▶ 記事本文
+===+
日本人の3人に1人ががんで死亡する(※)と言われるくらい、がんは私たちにとって、とても身近な病気です。
特に、比較的若い年齢層である30代は、40~50代に比べるとまだがん罹患や死亡者数が少ないため、今まで以上にがんについて意識していくことが必要です。
この記事では、日本のがん統計から分かる30代におけるがんのリスクや特徴について解説します。
※引用:がんに関する統計|厚生労働省
1.30代のがん罹患について
国立がん研究センターでは、30代が1年間にがんと診断されるがんの数は約16,300例と推計されると発表しています。(2009-2011年の期間のがん罹患率を日本全体の人口に当てはめて計算)
30代は、15歳から20歳代の層とともにAYA世代(思春期・若年成人)と呼ばれています。
がんの罹患は40歳以上の層で増えていくため、30代はまだ若い層であるといえるでしょう。
+===+
▶ 提供データ
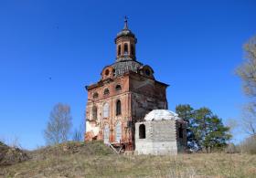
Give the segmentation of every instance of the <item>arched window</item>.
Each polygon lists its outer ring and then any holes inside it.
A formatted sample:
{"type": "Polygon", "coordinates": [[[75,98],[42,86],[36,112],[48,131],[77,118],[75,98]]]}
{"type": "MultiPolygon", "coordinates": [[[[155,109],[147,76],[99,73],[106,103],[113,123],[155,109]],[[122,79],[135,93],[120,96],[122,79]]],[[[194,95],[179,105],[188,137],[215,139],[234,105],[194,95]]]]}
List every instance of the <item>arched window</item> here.
{"type": "Polygon", "coordinates": [[[104,132],[103,132],[103,141],[105,144],[110,142],[110,127],[109,124],[104,126],[104,132]]]}
{"type": "Polygon", "coordinates": [[[99,97],[99,94],[97,92],[93,93],[93,96],[92,96],[93,99],[97,99],[98,97],[99,97]]]}
{"type": "Polygon", "coordinates": [[[182,124],[179,125],[178,128],[178,138],[182,139],[183,138],[183,128],[182,128],[182,124]]]}
{"type": "Polygon", "coordinates": [[[118,56],[121,55],[121,45],[118,46],[117,55],[118,55],[118,56]]]}
{"type": "Polygon", "coordinates": [[[97,107],[92,107],[92,120],[97,120],[97,107]]]}
{"type": "Polygon", "coordinates": [[[134,46],[131,44],[131,55],[135,56],[134,54],[134,46]]]}
{"type": "Polygon", "coordinates": [[[109,70],[109,69],[106,69],[106,70],[105,70],[105,75],[108,76],[109,74],[110,74],[110,70],[109,70]]]}
{"type": "Polygon", "coordinates": [[[122,123],[118,121],[115,126],[115,141],[120,141],[122,140],[122,123]]]}
{"type": "Polygon", "coordinates": [[[150,74],[151,74],[150,69],[148,69],[148,68],[146,68],[144,70],[144,72],[145,72],[145,75],[147,75],[147,76],[150,76],[150,74]]]}
{"type": "Polygon", "coordinates": [[[145,139],[145,126],[144,124],[141,124],[139,127],[139,138],[145,139]]]}
{"type": "Polygon", "coordinates": [[[116,115],[121,115],[121,101],[118,99],[116,101],[116,115]]]}
{"type": "Polygon", "coordinates": [[[109,117],[109,103],[105,103],[103,105],[103,118],[108,118],[109,117]]]}
{"type": "Polygon", "coordinates": [[[115,90],[119,91],[121,89],[122,89],[121,85],[116,85],[115,86],[115,90]]]}
{"type": "Polygon", "coordinates": [[[104,94],[104,95],[108,95],[108,94],[110,94],[110,90],[109,90],[109,89],[104,89],[103,94],[104,94]]]}
{"type": "Polygon", "coordinates": [[[127,45],[127,43],[124,43],[124,50],[123,50],[123,52],[124,52],[124,55],[128,55],[128,45],[127,45]]]}

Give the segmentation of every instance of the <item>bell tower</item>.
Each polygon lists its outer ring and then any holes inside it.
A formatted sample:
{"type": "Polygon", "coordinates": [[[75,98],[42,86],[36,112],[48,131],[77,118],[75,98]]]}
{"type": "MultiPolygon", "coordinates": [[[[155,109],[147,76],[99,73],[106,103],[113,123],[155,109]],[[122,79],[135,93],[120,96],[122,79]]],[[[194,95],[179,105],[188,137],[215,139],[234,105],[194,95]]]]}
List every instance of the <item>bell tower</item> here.
{"type": "Polygon", "coordinates": [[[124,17],[124,26],[114,39],[116,44],[116,62],[124,60],[135,60],[135,45],[137,38],[128,28],[127,17],[124,17]]]}

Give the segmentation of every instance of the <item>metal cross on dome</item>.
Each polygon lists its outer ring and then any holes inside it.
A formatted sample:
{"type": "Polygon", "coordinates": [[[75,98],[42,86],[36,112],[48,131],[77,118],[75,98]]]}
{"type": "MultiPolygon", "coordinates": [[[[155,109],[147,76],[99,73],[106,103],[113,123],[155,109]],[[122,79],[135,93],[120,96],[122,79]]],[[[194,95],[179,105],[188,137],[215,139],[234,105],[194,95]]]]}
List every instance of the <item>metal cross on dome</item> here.
{"type": "Polygon", "coordinates": [[[128,17],[125,16],[124,16],[124,27],[123,29],[128,29],[128,17]]]}

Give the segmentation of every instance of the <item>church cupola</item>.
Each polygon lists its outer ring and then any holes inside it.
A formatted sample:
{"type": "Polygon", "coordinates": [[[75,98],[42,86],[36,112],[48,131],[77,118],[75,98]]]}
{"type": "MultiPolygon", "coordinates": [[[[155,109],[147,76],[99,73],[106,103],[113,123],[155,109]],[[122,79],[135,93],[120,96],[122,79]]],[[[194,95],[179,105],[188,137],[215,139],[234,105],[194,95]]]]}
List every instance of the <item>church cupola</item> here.
{"type": "Polygon", "coordinates": [[[135,60],[135,44],[137,38],[128,28],[127,17],[124,17],[123,29],[119,32],[114,39],[116,44],[116,61],[135,60]]]}

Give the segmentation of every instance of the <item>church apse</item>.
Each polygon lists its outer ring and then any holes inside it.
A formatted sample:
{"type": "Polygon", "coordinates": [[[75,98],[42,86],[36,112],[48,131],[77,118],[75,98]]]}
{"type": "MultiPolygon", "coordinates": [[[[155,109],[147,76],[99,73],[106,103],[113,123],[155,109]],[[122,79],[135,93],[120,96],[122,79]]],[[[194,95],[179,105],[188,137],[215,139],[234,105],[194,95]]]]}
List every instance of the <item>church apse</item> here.
{"type": "Polygon", "coordinates": [[[137,61],[137,38],[128,28],[127,18],[114,41],[114,63],[101,70],[98,82],[86,86],[85,141],[134,150],[135,122],[153,110],[167,109],[168,85],[155,80],[153,68],[137,61]]]}

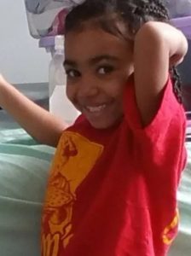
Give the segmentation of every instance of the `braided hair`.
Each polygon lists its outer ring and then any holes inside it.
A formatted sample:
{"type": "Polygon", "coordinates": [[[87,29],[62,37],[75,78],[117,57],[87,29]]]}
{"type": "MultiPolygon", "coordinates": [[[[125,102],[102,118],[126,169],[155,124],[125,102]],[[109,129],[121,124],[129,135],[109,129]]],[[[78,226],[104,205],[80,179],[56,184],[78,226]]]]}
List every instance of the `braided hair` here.
{"type": "MultiPolygon", "coordinates": [[[[142,26],[150,20],[170,24],[169,12],[164,0],[86,0],[75,7],[66,18],[65,34],[83,29],[86,21],[99,26],[104,31],[122,37],[134,38],[142,26]],[[123,22],[126,32],[119,27],[123,22]]],[[[170,68],[173,90],[182,102],[182,83],[175,67],[170,68]]]]}

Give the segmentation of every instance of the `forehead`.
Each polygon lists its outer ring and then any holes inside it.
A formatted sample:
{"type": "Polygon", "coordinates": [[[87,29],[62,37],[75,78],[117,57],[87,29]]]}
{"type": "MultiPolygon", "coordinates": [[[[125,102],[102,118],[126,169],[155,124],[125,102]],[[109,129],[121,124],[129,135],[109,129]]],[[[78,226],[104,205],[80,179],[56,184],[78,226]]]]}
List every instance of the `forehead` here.
{"type": "Polygon", "coordinates": [[[132,44],[101,28],[72,31],[65,39],[66,59],[82,61],[98,55],[124,55],[131,53],[132,44]]]}

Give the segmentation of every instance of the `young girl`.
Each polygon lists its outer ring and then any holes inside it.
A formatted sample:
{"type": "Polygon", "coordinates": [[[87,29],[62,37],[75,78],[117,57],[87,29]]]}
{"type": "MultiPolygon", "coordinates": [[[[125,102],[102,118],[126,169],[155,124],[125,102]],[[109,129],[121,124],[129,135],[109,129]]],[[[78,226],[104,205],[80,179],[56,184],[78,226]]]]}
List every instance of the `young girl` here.
{"type": "Polygon", "coordinates": [[[41,143],[59,142],[42,255],[166,255],[186,161],[173,67],[188,49],[168,22],[159,0],[86,0],[68,14],[67,93],[82,113],[69,128],[1,78],[1,106],[41,143]]]}

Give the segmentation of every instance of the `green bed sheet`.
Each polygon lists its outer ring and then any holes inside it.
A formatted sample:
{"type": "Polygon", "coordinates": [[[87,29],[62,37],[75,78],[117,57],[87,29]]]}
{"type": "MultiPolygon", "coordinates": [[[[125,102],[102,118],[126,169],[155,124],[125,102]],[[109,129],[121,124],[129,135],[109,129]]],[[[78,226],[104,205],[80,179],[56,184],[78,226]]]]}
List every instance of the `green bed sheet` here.
{"type": "MultiPolygon", "coordinates": [[[[178,191],[180,232],[169,253],[191,255],[191,143],[178,191]]],[[[40,256],[42,201],[55,148],[22,129],[0,131],[0,255],[40,256]]]]}

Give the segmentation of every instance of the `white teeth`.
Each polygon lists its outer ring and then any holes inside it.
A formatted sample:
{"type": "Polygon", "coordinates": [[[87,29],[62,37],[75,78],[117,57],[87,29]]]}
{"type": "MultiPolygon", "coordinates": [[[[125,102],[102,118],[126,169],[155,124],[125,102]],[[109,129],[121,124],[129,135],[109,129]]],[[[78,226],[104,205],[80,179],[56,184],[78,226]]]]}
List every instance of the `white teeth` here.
+===+
▶ 課題の内容
**A.** 記事では、30代がまだ若い層だといえる理由を何としていますか。1〜3文で説明してください。
**B.** 記事の「日本人の3人に1人ががんで死」という語句を含むところから書き始め、「クや特徴について解説します。」の後で終えて、その部分を書き直してください。その際、「身近な病気」を「ありふれた病気」に言い換えてください。
**C.** 記事によると、国立がん研究センターは30代が1年間にがんと診断される数をおよそいくつと推計していますか。
記事に書かれている内容だけを根拠にしてください。

▶ 解答
**A.** がんの罹患は40歳以上の層で増えていくためです。そのため、30代はまだ若い層であるといえるとしています。

**B.**
日本人の3人に1人ががんで死亡する(※)と言われるくらい、がんは私たちにとって、とてもありふれた病気です。
特に、比較的若い年齢層である30代は、40~50代に比べるとまだがん罹患や死亡者数が少ないため、今まで以上にがんについて意識していくことが必要です。
この記事では、日本のがん統計から分かる30代におけるがんのリスクや特徴について解説します。

**C.** 約16,300例です。